- _Exercise 1_: According to the excerpt about Rick, what did he sell after quitting MacDon Industries?
- _Exercise 2_: Please repeat word for word the part of the excerpt about Rick that begins at the words "But like many" and stops after "everything he tried.".

But like many exercise riders, he started putting on weight. The career that seemed destined, becoming a trainer like his father, took an unexpected detour. What happened next surprised everyone: Rick discovered he was good at everything he tried.
He worked at MacDon Industries, assembling farm equipment so quickly and efficiently that some coworkers grew jealous. When he wasn’t promoted as expected, he quit and became a vacuum cleaner and water filter salesman. “Rick was the leading salesman in the USA and Canada,” said Louise, still amazed decades later. “He won everything that was in the book for sales accomplishments, pool table, leather jacket, all kinds of stuff.”
Rick the hockey player (second from right) with Bobby Orr (center) and Scott Taylor (far right). (Ball Family photo)
Rick also played hockey for eight or nine teams, competed in industrial leagues and tournaments well into his late 30s. “I got the stats,” he said with quiet pride. Teams would pinhook him, borrow him for tournaments when they needed goals. At 38, having been off skates for a month, he once helped his team come back from a 3-0 deficit in a tournament game, scoring all three goals, before they lost in overtime.
“He was just good at everything he did,” said Louise.”
But Rick never stopped thinking about horses. The backstretch was in his blood, planted there in childhood and watered by every morning he’d spent with Taboga. When Assiniboia Downs needed a track superintendent in 2021 Rick came home.

- _Given data_:

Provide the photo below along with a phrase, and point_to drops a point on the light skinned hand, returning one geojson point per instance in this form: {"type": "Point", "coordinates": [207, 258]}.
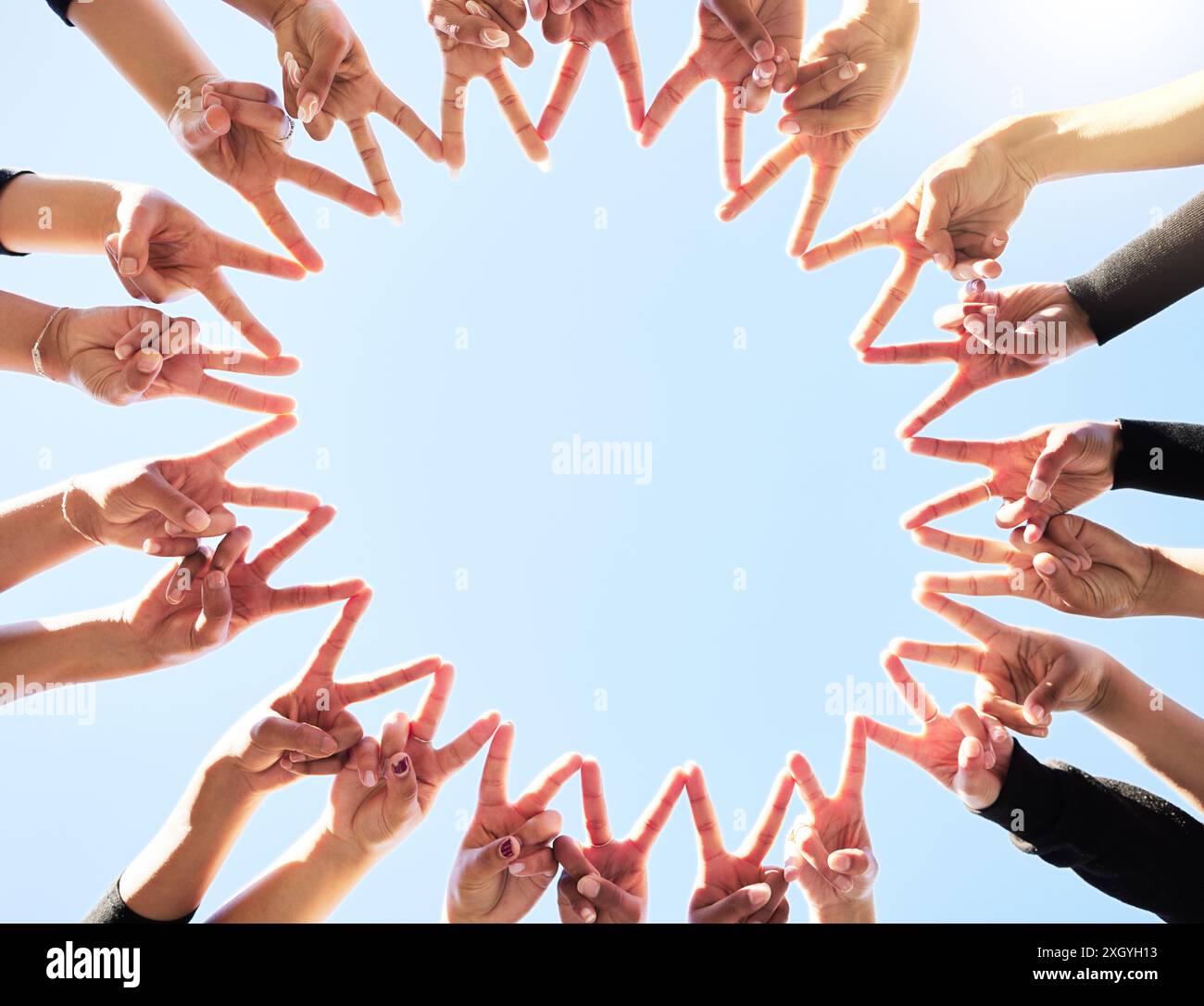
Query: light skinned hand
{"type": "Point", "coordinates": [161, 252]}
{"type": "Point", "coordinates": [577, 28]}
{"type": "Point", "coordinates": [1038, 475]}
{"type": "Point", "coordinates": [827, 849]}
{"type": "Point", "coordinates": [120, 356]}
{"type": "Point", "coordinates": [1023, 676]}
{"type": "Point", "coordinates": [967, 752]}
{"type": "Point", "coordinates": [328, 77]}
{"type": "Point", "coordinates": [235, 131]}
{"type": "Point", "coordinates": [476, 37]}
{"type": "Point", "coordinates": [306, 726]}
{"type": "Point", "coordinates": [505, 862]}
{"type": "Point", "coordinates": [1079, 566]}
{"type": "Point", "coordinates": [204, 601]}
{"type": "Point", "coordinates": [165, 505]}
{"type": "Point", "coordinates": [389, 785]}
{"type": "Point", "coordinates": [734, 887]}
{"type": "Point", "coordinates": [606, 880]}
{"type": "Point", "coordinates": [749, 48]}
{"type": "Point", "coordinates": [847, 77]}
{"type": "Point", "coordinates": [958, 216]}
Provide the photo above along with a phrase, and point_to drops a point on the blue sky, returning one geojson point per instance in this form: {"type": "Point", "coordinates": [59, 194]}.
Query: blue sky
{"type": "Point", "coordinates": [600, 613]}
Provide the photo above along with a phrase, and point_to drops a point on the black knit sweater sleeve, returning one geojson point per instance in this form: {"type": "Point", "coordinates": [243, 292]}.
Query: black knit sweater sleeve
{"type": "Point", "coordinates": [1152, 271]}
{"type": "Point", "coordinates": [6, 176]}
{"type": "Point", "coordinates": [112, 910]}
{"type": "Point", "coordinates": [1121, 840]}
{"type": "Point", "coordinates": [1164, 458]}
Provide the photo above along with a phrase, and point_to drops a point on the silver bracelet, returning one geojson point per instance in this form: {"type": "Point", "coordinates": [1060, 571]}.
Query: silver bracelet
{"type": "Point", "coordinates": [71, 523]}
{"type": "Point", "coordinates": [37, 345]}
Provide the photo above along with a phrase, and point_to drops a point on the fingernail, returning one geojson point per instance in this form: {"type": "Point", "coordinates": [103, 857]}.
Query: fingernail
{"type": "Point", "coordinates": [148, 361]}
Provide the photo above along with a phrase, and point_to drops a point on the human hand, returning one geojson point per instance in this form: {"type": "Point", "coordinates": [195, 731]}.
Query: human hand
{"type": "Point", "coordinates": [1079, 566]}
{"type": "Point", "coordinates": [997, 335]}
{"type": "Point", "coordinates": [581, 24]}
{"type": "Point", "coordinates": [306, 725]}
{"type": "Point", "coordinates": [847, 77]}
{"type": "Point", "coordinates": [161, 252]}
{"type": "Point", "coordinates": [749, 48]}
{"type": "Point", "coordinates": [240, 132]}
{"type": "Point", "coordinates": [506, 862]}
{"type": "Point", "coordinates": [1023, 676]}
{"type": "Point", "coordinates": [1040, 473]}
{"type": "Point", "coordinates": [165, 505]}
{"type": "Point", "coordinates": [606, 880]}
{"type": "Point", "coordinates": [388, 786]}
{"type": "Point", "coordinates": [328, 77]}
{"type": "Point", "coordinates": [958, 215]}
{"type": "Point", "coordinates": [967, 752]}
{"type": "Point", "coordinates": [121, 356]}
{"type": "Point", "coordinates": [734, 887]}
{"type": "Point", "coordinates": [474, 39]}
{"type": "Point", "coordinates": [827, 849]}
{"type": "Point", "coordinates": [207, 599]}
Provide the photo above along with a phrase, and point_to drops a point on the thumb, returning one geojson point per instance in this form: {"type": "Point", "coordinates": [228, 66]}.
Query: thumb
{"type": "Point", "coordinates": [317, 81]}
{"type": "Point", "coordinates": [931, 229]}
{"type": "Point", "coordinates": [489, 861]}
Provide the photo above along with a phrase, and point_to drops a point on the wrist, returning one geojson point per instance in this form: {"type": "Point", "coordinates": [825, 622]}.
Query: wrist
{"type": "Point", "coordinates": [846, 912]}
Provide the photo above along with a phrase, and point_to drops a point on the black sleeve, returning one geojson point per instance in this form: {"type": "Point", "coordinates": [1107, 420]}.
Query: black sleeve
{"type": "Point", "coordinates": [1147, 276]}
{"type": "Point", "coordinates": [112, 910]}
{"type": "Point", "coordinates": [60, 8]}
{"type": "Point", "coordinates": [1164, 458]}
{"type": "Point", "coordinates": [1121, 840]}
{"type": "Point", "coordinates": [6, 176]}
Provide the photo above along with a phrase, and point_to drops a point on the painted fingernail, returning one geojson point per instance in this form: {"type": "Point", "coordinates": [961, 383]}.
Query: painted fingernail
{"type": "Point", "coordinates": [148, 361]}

* * *

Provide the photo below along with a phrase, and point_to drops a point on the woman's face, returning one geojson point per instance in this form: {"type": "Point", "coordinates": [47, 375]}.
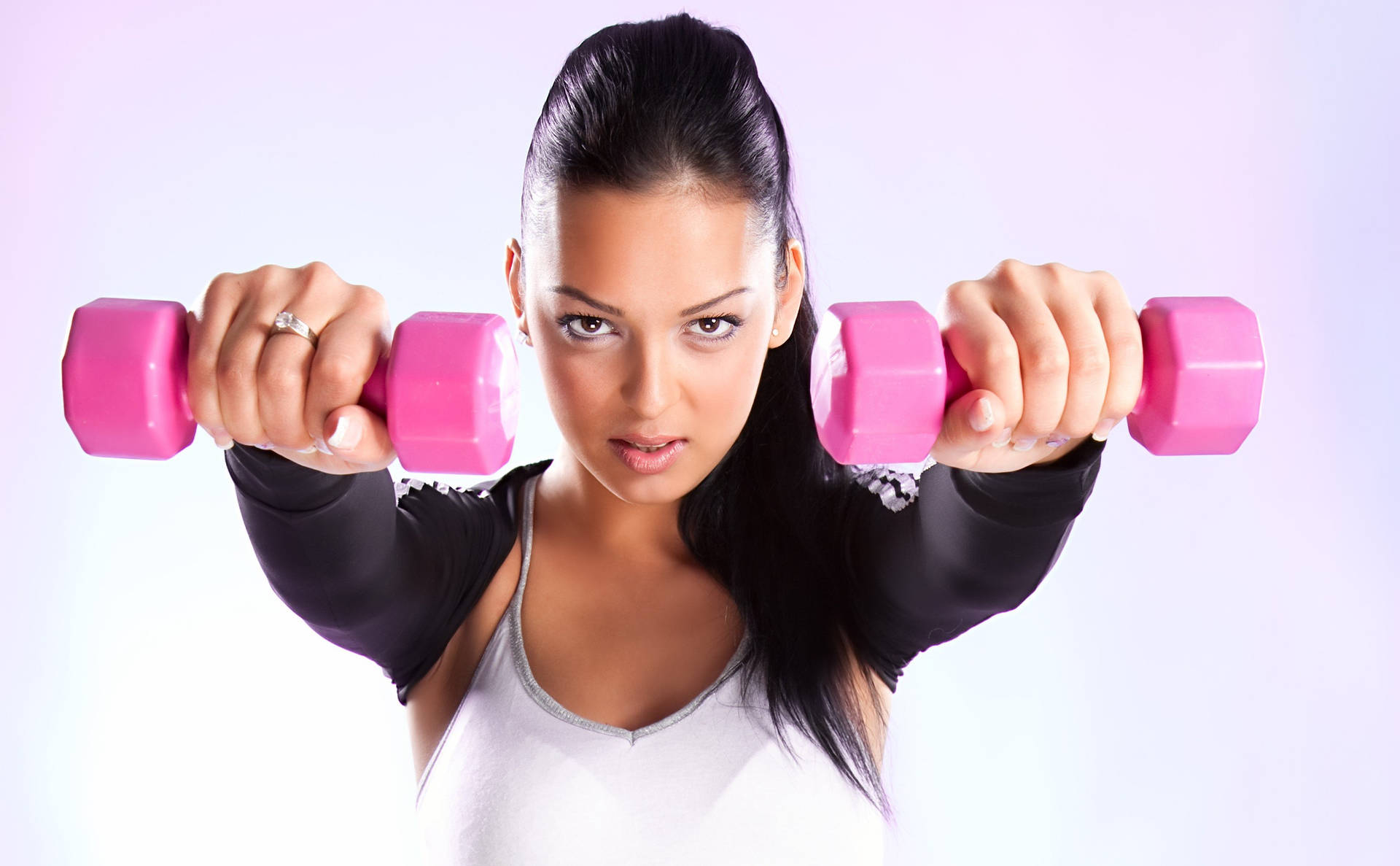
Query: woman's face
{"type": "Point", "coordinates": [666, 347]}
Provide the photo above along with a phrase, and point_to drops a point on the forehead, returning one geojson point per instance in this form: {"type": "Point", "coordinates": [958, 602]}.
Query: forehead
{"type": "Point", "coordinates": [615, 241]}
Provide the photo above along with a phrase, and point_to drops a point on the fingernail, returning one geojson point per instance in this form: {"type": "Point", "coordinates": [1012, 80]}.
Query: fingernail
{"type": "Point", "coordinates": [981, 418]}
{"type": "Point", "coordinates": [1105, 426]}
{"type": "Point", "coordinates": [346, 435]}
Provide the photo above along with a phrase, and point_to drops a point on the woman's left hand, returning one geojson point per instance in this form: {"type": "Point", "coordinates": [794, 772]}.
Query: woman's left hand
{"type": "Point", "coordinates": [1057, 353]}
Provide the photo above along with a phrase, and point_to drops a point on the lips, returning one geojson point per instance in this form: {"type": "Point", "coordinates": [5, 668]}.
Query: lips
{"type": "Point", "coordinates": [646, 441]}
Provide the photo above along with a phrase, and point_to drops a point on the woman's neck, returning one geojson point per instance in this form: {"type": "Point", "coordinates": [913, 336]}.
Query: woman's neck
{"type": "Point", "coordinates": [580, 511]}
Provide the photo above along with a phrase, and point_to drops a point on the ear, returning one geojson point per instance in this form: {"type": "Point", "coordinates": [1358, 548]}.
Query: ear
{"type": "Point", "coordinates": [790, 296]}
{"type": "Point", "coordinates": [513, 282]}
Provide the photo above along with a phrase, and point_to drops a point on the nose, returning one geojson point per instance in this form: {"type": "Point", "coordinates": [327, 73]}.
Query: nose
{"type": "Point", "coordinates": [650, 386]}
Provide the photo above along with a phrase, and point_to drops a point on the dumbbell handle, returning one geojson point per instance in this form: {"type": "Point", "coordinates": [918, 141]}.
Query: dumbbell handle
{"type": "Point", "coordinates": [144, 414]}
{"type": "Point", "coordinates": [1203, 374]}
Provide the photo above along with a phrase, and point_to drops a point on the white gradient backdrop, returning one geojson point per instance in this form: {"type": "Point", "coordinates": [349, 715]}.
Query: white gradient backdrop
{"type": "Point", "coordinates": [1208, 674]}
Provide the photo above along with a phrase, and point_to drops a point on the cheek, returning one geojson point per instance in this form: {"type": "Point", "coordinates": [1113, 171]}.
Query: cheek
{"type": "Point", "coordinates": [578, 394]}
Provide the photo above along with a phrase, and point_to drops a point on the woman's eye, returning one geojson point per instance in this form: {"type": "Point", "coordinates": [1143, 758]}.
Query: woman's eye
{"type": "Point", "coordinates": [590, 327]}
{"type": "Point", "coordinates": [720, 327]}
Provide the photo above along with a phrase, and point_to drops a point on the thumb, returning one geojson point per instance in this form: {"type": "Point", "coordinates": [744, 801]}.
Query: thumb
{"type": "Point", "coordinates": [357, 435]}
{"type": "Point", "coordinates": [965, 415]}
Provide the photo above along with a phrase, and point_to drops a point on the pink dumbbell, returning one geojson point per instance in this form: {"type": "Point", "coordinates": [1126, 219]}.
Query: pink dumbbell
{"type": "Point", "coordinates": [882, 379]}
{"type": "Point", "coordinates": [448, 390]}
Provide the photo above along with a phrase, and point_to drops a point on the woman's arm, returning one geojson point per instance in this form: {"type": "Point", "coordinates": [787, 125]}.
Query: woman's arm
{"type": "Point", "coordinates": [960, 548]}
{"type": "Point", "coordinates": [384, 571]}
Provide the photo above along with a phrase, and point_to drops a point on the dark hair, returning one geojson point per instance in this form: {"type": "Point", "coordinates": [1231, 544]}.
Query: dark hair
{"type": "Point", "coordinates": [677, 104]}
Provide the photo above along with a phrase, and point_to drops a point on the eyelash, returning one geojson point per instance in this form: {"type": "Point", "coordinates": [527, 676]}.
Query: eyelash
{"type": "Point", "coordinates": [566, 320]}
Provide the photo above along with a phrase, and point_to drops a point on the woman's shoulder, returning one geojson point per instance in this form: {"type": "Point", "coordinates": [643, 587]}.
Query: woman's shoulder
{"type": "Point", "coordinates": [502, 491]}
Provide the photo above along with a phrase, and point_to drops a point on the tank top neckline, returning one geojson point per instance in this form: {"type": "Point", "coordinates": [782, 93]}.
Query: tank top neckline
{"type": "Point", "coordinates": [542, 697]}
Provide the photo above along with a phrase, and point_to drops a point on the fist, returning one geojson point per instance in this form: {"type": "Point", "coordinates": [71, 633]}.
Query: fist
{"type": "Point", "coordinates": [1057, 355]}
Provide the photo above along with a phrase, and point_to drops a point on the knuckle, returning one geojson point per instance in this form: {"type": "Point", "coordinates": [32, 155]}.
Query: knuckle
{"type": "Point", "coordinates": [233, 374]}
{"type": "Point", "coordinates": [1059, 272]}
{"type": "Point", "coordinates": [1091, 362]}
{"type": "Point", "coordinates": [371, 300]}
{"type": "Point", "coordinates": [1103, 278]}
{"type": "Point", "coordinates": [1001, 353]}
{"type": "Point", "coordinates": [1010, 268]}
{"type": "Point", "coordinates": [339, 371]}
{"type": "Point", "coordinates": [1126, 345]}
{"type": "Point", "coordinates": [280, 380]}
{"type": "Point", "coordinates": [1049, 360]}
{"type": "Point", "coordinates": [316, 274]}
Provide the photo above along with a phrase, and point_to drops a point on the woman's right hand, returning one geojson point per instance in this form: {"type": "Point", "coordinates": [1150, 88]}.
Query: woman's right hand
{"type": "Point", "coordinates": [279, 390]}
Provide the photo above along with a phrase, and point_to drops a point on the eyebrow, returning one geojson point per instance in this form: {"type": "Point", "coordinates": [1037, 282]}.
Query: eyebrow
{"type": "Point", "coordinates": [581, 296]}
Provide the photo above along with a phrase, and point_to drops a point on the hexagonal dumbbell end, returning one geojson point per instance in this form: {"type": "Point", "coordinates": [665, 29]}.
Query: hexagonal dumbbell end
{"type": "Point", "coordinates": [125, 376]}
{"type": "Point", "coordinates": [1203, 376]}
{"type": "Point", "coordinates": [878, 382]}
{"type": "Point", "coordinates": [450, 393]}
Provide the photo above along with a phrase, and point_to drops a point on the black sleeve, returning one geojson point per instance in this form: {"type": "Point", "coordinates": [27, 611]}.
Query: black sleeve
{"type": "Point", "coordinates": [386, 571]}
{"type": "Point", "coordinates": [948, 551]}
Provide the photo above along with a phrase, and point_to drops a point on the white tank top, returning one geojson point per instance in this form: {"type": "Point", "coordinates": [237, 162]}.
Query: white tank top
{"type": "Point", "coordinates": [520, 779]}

- _Final answer 1_: Vacuum cleaners and water filters.

- _Final answer 2_:
But like many exercise riders, he started putting on weight. The career that seemed destined, becoming a trainer like his father, took an unexpected detour. What happened next surprised everyone: Rick discovered he was good at everything he tried.